Incident Response Plan

Overview

This runbook defines the incident response process for the Agentix platform. It covers severity classification, detection methods, escalation paths, response procedures, communication templates, and post-mortem process. The goal is to minimize downtime, communicate clearly with affected users, and learn from every incident to prevent recurrence. Related runbooks:

Deployment Runbook — rollback procedures for deploy-related incidents
Database Backup & Restore — data recovery procedures
Redis Persistence — Redis state verification after failures
Email Deliverability Setup — email delivery troubleshooting
Uptime Monitoring Setup — alert configuration and monitoring

Support contact: support@agentixx.io

1. Severity Levels

All incidents are classified into one of four severity levels. Severity determines response time, escalation path, and communication requirements.

Tasks:
(1) According to the incident response plan, how many severity levels are incidents classified into?
(2) Retype the incident response plan from "1. Severity Levels" up to and including "and communication requirements.", keeping the wording the same.

Dataset entries:
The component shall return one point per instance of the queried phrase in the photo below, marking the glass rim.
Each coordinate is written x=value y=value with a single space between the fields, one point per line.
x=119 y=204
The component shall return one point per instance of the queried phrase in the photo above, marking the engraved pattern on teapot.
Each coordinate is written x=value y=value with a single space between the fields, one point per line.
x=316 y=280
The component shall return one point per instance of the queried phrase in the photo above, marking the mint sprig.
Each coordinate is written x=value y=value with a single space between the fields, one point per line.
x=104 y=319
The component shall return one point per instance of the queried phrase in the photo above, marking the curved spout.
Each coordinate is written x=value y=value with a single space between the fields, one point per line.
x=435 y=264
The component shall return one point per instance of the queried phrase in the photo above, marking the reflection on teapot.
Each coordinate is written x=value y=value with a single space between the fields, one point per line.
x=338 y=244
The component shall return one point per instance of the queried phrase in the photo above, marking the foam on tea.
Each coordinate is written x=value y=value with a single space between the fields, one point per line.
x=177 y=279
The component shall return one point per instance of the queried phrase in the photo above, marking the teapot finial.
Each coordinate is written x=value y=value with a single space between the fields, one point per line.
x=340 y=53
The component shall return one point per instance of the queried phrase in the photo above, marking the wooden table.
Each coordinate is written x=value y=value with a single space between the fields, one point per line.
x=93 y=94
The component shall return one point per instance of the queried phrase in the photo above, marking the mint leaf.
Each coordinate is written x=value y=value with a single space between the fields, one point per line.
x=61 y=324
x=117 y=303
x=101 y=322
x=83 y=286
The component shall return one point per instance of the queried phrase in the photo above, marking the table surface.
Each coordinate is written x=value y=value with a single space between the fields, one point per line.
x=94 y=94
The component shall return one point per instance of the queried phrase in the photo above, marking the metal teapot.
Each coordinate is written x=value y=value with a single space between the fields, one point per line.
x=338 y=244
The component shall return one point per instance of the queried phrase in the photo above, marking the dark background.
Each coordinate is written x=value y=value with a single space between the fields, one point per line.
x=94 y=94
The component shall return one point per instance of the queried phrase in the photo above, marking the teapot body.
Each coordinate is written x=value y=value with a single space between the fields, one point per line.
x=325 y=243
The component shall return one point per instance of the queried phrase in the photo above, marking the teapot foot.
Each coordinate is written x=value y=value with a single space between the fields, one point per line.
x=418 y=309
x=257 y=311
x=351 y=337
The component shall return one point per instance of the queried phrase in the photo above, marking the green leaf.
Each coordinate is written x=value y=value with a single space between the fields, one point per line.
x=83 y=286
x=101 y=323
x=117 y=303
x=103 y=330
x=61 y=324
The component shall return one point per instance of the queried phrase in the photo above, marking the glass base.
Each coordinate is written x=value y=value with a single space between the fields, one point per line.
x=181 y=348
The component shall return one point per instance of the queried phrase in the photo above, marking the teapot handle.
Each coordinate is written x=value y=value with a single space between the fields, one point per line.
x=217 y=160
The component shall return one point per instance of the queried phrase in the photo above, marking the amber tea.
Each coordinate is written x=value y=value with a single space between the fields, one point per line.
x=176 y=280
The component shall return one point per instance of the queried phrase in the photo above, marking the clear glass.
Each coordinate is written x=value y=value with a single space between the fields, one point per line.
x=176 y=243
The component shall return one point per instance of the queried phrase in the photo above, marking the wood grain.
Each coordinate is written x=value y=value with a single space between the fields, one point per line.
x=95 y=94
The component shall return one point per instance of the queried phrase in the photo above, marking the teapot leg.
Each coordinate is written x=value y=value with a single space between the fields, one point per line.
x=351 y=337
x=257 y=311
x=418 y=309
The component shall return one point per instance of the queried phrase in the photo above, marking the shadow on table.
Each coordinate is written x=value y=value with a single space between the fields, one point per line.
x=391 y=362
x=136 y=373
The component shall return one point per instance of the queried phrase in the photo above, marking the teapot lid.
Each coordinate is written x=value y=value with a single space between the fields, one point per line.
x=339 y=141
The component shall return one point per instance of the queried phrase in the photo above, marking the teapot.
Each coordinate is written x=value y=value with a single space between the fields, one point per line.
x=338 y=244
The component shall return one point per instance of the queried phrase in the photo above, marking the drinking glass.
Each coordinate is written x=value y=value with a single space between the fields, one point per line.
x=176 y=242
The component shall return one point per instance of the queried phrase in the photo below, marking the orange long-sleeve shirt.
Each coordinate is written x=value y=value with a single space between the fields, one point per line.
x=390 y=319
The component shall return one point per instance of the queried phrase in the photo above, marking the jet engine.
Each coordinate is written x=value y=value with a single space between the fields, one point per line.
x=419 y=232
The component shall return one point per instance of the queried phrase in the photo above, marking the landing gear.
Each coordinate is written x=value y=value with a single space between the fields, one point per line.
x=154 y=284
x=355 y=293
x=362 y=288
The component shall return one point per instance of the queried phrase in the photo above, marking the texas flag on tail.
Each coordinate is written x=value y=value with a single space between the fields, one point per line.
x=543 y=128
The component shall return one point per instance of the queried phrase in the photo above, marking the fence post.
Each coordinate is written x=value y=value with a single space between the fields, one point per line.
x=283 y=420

Answers for this exercise:
(1) Four

(2)
1. Severity Levels

All incidents are classified into one of four severity levels. Severity determines response time, escalation path, and communication requirements.